→ CONSEGNA 1
Nell'estratto sul testamento di R.S., in quale data risulta redatto il testamento olografo?
→ CONSEGNA 2
Prosegui l'estratto sul testamento di R.S. a partire dalla sua ultima frase.

→ ESTRATTO

------

Emerge dalla documentazione acquisita in atti che R.S., deceduta in Tivoli data 19 novembre 2014, con testamento olografo redatto il 5 settembre 2008, pubblicato in Notaio L.C. il (…) con verbale n. rep. (…), racc. (…), aveva così disposto:

“io S.R.

lascio a mio figlio P.F.

la mia parte della casa

perché si è sposato da solo io

non lo aiutato perché non lo (segno di cancellatura)

potevo e riconosco di fare il mio

dovere la mama

S.R.

cinque settembre 2008

Vo che mia fa (segno di cancellatura)

Voglio che mia figlia che aceti la mia

(segno non leggibile) Volontà

la mamma

S.R.”.

Pare opportuno in linea teorica osservare, prima di esaminare gli elementi dedotti alla base delle azioni di nullità ed annullamento alternativamente esercitate, come l’incapacità naturale, ai sensi dell’art. 591 c.c., debba ritenersi motivo di annullamento e non già di nullità del testamento.

L’unica ipotesi in cui, infatti, la incapacità di intendere o di volere del testatore possa essere tale da condurre alla declaratoria di nullità è quella concernente il caso di chi sia completamente assente a se stesso, di chi non sia dunque per nulla compos sui, come l’ipnotizzato, il pazzo o colui che si trovi in stato d’incoscienza totale.

Questa, tuttavia, non sembra essere la fattispecie da parte attrice invocata.

L’incapacità naturale del disponente, che ai sensi dell’art. 591 cod. civ. determina l’invalidità del testamento, postula, purtuttavia, l’esistenza “.. non già di una semplice anomalia o alterazione delle facoltà psichiche ed intellettive del de cuius, bensi la prova che, a cagione di una infermità transitoriao permanente, ovvero di altra causa perturbatrice, il soggetto sia stato privo in modo assoluto, al momento della redazione dell’atto di ultima volontà, della coscienza dei propri atti ovvero della capacità di autodeterminarsi; peraltro, poiché lo stato di capacità costituisce la regola e quello di incapacità l’eccezione, spetta a chi impugni il testamento dimostrare la dedotta incapacità, salvo che il testatore non risulti affetto da incapacità totale e permanente, nel qual caso grava, invece, su chi voglia avvalersene provarne la corrispondente redazione in un momento di lucido intervallo” (Cass. 23 dicembre 2014 n. 27351; Cass. 18 aprile 2005 n. 8079).

------

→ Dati
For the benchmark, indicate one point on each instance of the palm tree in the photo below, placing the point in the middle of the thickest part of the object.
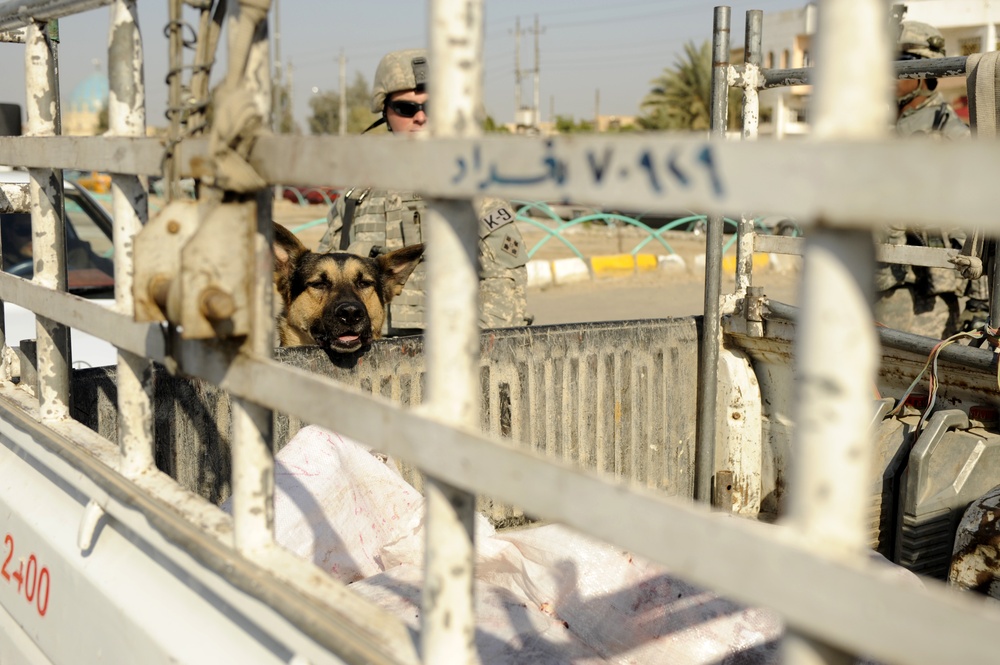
(681, 97)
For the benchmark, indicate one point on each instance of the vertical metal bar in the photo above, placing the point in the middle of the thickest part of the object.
(253, 457)
(712, 328)
(751, 117)
(48, 233)
(174, 95)
(453, 393)
(836, 351)
(127, 117)
(994, 280)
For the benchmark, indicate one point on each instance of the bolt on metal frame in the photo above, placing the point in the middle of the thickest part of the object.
(851, 605)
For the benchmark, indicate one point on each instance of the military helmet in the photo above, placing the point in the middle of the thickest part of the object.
(920, 40)
(399, 70)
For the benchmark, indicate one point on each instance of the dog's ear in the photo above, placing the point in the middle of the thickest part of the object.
(287, 249)
(396, 267)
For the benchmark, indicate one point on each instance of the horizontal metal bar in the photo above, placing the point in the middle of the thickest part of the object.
(142, 339)
(913, 255)
(904, 69)
(136, 156)
(829, 181)
(965, 356)
(14, 198)
(317, 605)
(849, 601)
(19, 13)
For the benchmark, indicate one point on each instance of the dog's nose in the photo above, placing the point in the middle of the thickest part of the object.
(349, 313)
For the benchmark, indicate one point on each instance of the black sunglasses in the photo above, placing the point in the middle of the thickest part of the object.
(407, 109)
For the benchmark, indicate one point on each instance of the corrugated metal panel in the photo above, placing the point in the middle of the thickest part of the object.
(618, 398)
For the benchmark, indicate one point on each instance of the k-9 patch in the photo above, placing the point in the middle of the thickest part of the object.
(494, 219)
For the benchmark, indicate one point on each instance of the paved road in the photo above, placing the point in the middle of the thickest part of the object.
(639, 298)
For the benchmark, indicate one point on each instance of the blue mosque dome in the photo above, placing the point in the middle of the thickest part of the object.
(90, 95)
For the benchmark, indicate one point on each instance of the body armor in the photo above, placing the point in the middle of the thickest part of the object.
(384, 220)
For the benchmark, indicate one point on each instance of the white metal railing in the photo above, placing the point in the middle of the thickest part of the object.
(849, 603)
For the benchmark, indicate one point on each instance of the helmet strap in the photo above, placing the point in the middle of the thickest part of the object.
(919, 91)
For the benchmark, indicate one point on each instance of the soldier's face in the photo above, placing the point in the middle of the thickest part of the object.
(400, 105)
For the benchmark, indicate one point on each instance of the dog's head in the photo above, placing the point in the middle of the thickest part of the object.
(337, 300)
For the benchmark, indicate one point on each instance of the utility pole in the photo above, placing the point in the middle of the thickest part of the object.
(536, 108)
(343, 94)
(525, 116)
(277, 99)
(290, 98)
(517, 70)
(597, 110)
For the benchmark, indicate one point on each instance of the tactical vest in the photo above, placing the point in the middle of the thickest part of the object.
(384, 221)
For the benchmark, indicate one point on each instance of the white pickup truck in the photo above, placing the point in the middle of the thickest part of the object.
(736, 469)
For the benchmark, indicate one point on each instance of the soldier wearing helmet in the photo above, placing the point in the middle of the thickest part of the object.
(380, 220)
(927, 301)
(921, 109)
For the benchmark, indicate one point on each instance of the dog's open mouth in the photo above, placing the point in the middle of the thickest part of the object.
(346, 341)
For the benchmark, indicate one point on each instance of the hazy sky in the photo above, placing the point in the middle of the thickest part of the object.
(586, 47)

------

→ RISULTATO ATTESO 1
Il 5 settembre 2008.

→ RISULTATO ATTESO 2
Così individuato l’istituto giuridico invocato, e il regime probatorio che ne governa il giudiziale accertamento, le domande di nullità e di annullamento del testamento proposte dall’attore debbono ritenersi infondate.

Deduce V.S., a ragione delle richieste formulate, che l’incapacità della de cuius sarebbe derivata da uno stato di “deficit cognitivo di grado intermedio interessante la memoria a breve termine” in cui ella si sarebbe venuta a trovare già dall’anno 2005, come rilevato nel verbale medico della Commissione di prima istanza di Guidonia Montecelio U. RM25 del 7.12.2005, stato aggravatosi nel corso dei successivi anni.

L’istruzione del giudizio è stata espletata attraverso le prove testimoniali articolate da entrambe le parti, oltre che sulla base della documentazione acquisita in atti. E’ stato disposto, inoltre, un accertamento tecnico d’ufficio al fine di accertare la eventuale sussistenza di uno stato di incapacità di intendere e di volere della de cuius.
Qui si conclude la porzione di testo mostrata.